*** Raw records
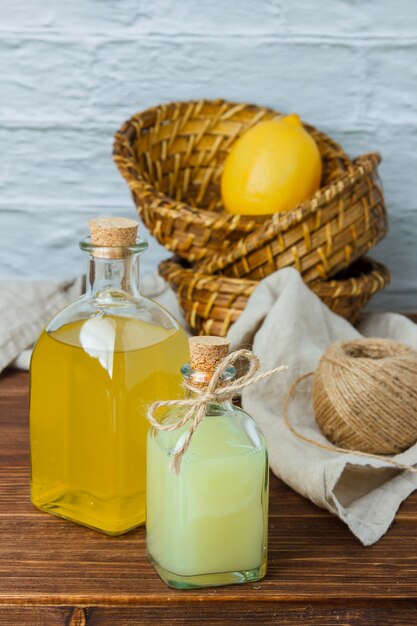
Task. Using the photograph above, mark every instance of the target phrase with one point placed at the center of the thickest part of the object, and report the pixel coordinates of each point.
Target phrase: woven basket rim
(218, 220)
(176, 274)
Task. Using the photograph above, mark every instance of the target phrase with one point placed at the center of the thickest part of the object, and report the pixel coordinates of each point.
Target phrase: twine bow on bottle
(215, 391)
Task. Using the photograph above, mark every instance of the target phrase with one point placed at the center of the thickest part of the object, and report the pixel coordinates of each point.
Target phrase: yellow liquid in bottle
(91, 383)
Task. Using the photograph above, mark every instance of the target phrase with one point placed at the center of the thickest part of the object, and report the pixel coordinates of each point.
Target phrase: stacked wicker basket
(172, 156)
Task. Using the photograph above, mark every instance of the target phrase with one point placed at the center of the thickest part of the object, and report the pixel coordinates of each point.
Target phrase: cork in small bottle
(113, 233)
(205, 355)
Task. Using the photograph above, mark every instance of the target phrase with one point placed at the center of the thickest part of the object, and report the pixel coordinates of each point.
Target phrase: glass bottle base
(208, 580)
(81, 508)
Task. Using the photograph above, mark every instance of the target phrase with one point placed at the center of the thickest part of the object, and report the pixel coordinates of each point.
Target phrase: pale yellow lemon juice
(221, 523)
(206, 511)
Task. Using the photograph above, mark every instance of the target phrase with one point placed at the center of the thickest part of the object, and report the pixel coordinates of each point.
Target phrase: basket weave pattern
(212, 303)
(172, 158)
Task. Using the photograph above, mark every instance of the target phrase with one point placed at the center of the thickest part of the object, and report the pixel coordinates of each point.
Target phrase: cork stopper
(207, 352)
(113, 231)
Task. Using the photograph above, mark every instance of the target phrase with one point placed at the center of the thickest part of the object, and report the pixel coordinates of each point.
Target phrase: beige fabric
(25, 308)
(288, 324)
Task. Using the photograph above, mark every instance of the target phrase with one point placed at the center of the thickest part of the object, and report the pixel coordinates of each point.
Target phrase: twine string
(215, 391)
(379, 457)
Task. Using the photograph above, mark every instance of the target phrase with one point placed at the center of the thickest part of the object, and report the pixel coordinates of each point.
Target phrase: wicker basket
(172, 157)
(212, 303)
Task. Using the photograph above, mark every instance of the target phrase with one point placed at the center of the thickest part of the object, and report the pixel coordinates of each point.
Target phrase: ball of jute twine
(364, 398)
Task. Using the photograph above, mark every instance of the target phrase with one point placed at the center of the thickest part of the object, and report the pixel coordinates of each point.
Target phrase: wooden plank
(400, 614)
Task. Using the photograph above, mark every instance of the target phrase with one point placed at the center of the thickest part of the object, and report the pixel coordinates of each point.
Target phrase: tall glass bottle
(207, 525)
(95, 368)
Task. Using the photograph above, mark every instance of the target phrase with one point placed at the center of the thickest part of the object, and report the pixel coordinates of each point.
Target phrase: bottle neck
(113, 278)
(200, 380)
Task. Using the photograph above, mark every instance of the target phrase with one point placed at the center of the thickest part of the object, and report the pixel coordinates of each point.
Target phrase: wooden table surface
(55, 572)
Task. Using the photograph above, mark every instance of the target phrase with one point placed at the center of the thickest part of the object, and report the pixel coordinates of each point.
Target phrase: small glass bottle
(95, 368)
(207, 525)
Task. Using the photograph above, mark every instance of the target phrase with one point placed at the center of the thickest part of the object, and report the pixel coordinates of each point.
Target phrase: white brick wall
(72, 72)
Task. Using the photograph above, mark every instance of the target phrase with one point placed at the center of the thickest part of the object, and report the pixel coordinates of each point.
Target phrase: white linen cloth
(286, 324)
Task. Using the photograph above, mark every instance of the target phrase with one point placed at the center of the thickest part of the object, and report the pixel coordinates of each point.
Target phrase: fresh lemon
(273, 167)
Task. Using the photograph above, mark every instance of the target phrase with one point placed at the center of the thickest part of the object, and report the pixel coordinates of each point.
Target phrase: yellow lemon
(273, 167)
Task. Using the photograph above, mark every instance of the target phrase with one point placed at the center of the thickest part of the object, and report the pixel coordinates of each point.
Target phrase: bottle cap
(207, 352)
(113, 231)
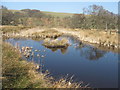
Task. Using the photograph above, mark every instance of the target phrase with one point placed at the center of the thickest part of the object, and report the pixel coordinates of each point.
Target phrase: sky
(68, 7)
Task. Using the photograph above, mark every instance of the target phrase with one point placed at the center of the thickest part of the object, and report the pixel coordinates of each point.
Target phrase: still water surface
(88, 64)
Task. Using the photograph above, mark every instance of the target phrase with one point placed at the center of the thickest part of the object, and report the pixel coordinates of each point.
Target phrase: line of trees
(93, 17)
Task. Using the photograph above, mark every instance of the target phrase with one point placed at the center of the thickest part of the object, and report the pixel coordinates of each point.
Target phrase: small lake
(93, 66)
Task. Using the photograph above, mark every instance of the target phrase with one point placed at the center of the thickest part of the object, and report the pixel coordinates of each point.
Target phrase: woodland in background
(93, 17)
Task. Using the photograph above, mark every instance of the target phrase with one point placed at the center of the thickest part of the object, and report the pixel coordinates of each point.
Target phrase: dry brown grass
(19, 73)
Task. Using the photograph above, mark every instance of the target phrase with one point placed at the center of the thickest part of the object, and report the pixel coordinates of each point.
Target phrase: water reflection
(63, 50)
(92, 53)
(75, 61)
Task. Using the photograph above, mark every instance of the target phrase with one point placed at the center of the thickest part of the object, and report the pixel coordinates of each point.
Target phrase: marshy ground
(21, 73)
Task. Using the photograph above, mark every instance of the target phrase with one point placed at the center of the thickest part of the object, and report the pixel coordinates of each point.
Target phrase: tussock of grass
(55, 43)
(19, 73)
(11, 29)
(49, 33)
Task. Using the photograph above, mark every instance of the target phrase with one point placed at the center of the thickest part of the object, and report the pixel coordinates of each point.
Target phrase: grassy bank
(18, 73)
(13, 29)
(101, 37)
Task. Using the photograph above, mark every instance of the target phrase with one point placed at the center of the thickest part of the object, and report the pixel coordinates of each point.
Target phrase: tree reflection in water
(91, 53)
(63, 50)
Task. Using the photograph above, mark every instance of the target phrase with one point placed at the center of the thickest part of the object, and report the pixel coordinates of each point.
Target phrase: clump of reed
(55, 43)
(47, 34)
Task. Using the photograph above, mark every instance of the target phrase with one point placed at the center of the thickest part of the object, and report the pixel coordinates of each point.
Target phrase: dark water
(88, 64)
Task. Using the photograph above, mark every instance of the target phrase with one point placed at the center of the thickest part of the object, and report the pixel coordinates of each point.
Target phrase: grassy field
(55, 14)
(58, 14)
(18, 73)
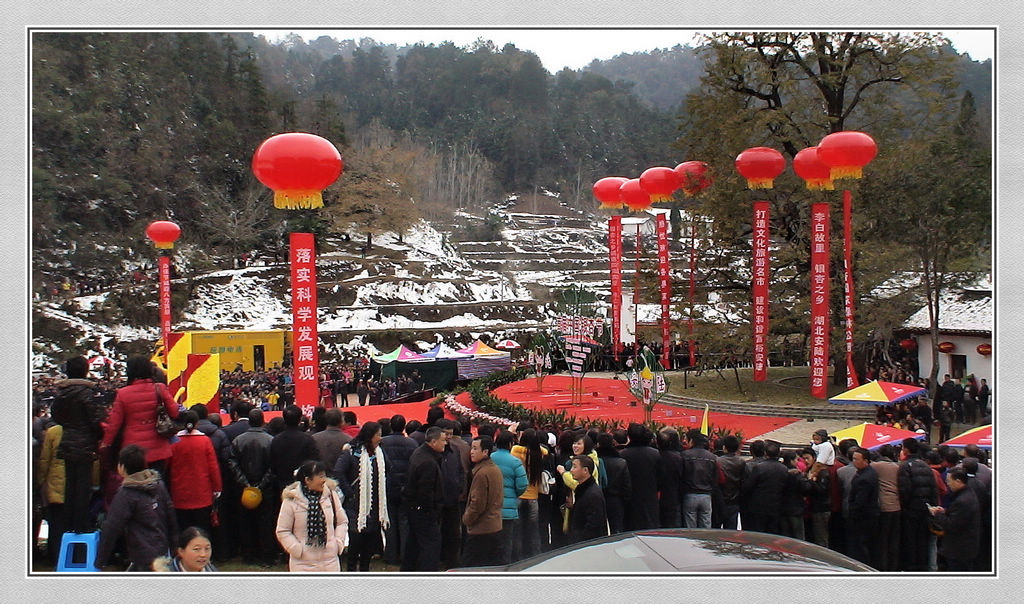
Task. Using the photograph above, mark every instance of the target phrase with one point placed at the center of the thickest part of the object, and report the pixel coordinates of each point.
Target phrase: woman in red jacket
(195, 475)
(134, 414)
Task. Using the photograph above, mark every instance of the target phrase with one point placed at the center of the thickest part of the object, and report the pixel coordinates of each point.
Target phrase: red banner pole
(305, 353)
(759, 287)
(851, 372)
(666, 283)
(819, 300)
(615, 261)
(165, 303)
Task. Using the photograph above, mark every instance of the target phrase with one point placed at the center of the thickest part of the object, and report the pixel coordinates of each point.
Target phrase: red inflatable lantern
(659, 182)
(815, 173)
(847, 153)
(760, 166)
(634, 196)
(606, 191)
(696, 177)
(297, 167)
(163, 233)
******
### Task instructions
Write the lines above out again exactly, without any of their pictures.

### Result
Task. Using the photograph above, mark every instance of the target phrase with one point placed at the center of the thickest part of the object, and report the pixel coordinates of each point.
Target phrase: woven basket rim
(218, 220)
(176, 274)
Task. Using the photograph above, mark every instance of the target phrase with one point placed at the center of the thickest part of the object, and report the pixel coordinates of each point.
Target phrase: twine bow on bottle
(215, 391)
Task. Using the photograph above, mark every instance of the target phrase with one point placed at the center of the thickest part of the object, and report the pixel coordinates of each point.
Target phrase: yellow liquid in bottle
(91, 383)
Task. Using the photograph above, mark every instance of the target phrase with one point placed at the center of the thickest part of the object, and report the pixel coordinates of each point.
Target phrase: stacked wicker basket
(172, 156)
Task. Using the photograph above, mark every instance of the target phrase with one point placed at the center of the thickest part of the object, and report the pixel coordinates of each point.
Target phrase: cork in small bottle
(113, 233)
(205, 355)
Task. Using the photograph above, mark every instance of the target phrase with one point placed at the center of the thickest part of the object, and report the pixel coordinates of each point.
Target phrase: glass bottle base
(208, 580)
(81, 508)
Task. Using the photograph above, mark every instance of the target phrase with one point placed at the center of the thickest part of the object, and report the pixel coordinates of each point.
Target phrase: pale yellow lemon juice
(221, 523)
(206, 511)
Task. Using the photograph above, mark every instance of the target phrase with one point placed at the center of the thickest part of the object, and report the pixel coordinates of each point.
Target phrase: basket weave pattern
(212, 303)
(172, 158)
Task. Using the photograph above, mark every instance of the target phrase with one point placed at the center of the thickest part of the object, and report the pixel coordinates of each point.
Target phrase: cork stopper
(207, 352)
(113, 231)
Task. Using the photograph above, mark every instance of the target phrase with one point placed at the center of the thickest part of the object, and report the pixel coordinates of each point.
Target phrase: beige fabric
(25, 308)
(288, 324)
Task. Using the photograph above, mark every instance of the target phrase with one point placed at the center of the thickest part of the object, and report the pixel coordinates of each point.
Target phrase: twine string
(215, 391)
(379, 457)
Task. Using the photograph above, mark every instance of the target phrase with one point placed at the center of the thickest part of the object, and report the pixel coordinates of each point.
Target phrase: wicker basket
(172, 157)
(212, 303)
Task. Using the photograph above, mark every instance of the target phrase with one point placed at the center of the thickest part of the object, and report the pixel coordinates of each point.
Target phrase: ball of jute twine
(364, 398)
Task. Using the photograph above, mark every instance of the target phrase with one point placed at the center of the thickest part of the object, and report the pixel coordinates of each point.
Target phrase: wooden plank
(400, 614)
Task. Using the photograph above, mark every instance of the target phrase with one point placed at the center of the thickest part of the object, and report the pixel coordinates of each point.
Target phrase: tall glass bottle
(207, 525)
(95, 368)
Task. Using the photograph above, mark every instance of the target phrase with one point placed at the center of the thickest part of the object, and report the pixel coordinates of each point.
Target phrase: bottle neck
(113, 278)
(200, 380)
Task. Using the photograph above, mark every instance of the target phrase with one point placed at the center of the thickest part of the object, and report the pixel coordinates of each point.
Target phrase: wooden table surface
(55, 572)
Task. Using the photograph above, mark every instance of the target phrase with one point placed at the center of the thickest part of the object, and report the pixel coordinates of each point.
Target phrase: small glass bottle
(95, 368)
(207, 525)
Task. Using the photograph above, mark every instance of the target phrase with one point placed at the center of the thickest part of the object, and report the pixel coordinates of each point.
Target phrase: white brick wall
(72, 72)
Task. Using the photograph above, mark every instance of the target phrase with one point placed at the center of the thickest part of the object, and report the pixel coordinates of each point.
Target phrase: white linen cloth
(286, 324)
Task. Using the photograph above, mark every instance of the target phrase with one point placed at the center of the thickest part of the object, and report the pixel coordinates of each point.
Target phrase: fresh lemon
(273, 167)
Task. Using the photograph above, mark every instance of the target phrase with one point placed at the center of the thickest part of the object, and report the pixel coordinates of each point.
Target phrase: yellow lemon
(273, 167)
Task. Using the photograph above, mark every instance of the target phrase with one point placed at the center of the thickest part of the object, and report the pixel coordinates of each point.
Target phrase: bottle cap
(207, 352)
(113, 231)
Task. Using the photograph above, mark every instance of the target phrase with one point placed at the center of the thickest part of the object, and report the pixel coordinates of each point.
Target phrase: sky
(68, 7)
Task. Using the photograph above, mark every instance of the target phrase with one point placed at the center of the thickest part of the object, and report the pixel coordinates of each point.
Target phrase: still water surface
(88, 64)
Task. Using the photograph above, mark every instance of the target phrase with one point placed at the center of the thickest part of the object, and report the pixel coordinates of each point.
Target phrase: line of trees
(93, 17)
Task. Using the photograph above, mark every instance of the target phrase with one point placed at the center of the thickest part of the object, and report the pixel coordinates of each point.
Target phrase: small lake
(93, 66)
Task. Using the photograph above, mark every instance of the target phrase with one point placed at the center of the thickest part of the object, and report the pixel coordinates of each point.
Target phrase: woodland in background
(93, 17)
Task. Using the photograph above, mark every instance of the target phrase with one point placed at the center of the thickest part of the object, and report the pixel coordinates of each point.
Target phrase: dry brown grass
(19, 73)
Task. Using the photograph above, mark every instance of the target phrase with one point placed at the center of the thickest part of the object, and report the pixel coordinates of each point.
Target phrase: water reflection
(63, 50)
(92, 53)
(75, 61)
Task. Using the photograph above, mark every instance of the target phrase with one point placed at the center of the thickest part of the object, and report the pixel coordinates of each point.
Target phrase: marshy ground
(21, 73)
Task. Using the photograph above, mark every instance of the target phrase with one point placed at the center of the thickest part of the object, and report the pixel coordinates of each point.
Target phrase: tussock of grass
(55, 43)
(19, 73)
(11, 29)
(49, 33)
Task. Using the photograph above, mark every instance of the target phrase with one point placed at the center of the thickest part of the object, and report the pixel coordinates of each point.
Target phrase: grassy bank
(18, 73)
(13, 29)
(101, 37)
Task. Using the photograph above, mark every instance of the target phrase with one point placed at the center of the thickest part of the object, and report the pixel coordinates of each point.
Target phrase: tree reflection in water
(91, 53)
(63, 50)
Task. Using the photograph above, mark every instance of the target phrase with one point placed at the center of the thickest part of the object, and report the pixel coordinates of each point.
Target phrase: clump of reed
(55, 43)
(47, 34)
Task. Using the photograph above, mark every instance of the target phrase with one point placed at the center of the thickest part of the object, and report the pixel coordinates of each point.
Target phrase: dark water
(88, 64)
Task. Using the photograph above, mark every instance of the target phrase with one point placed at the center of the thickest part of the object, and report the pixel coordinates of each point.
Target phrase: grassy field
(55, 14)
(58, 14)
(18, 73)
Task. Using the photograph above, mark every instance of the target phrase with one point placed at the center of the thickest part of the object, and report the pixel coordinates of each point.
Target phrase: woman in red jacket
(195, 475)
(134, 414)
Task. Using the photograph above, mark every instance of the target phrase with one point placed at the center of the thickest part of the object, and report the pixel coordinates of each point.
Target phrase: red banner pole
(305, 353)
(759, 287)
(851, 372)
(666, 283)
(819, 300)
(615, 261)
(165, 303)
Task. Using the photograph above, mark every instance of the target phrase with one point placed at the center of the thickest part of the object, and report the pixel coordinates of each point.
Target phrase: red inflatable lantern
(659, 182)
(815, 173)
(847, 153)
(760, 166)
(634, 196)
(606, 191)
(696, 177)
(297, 167)
(163, 233)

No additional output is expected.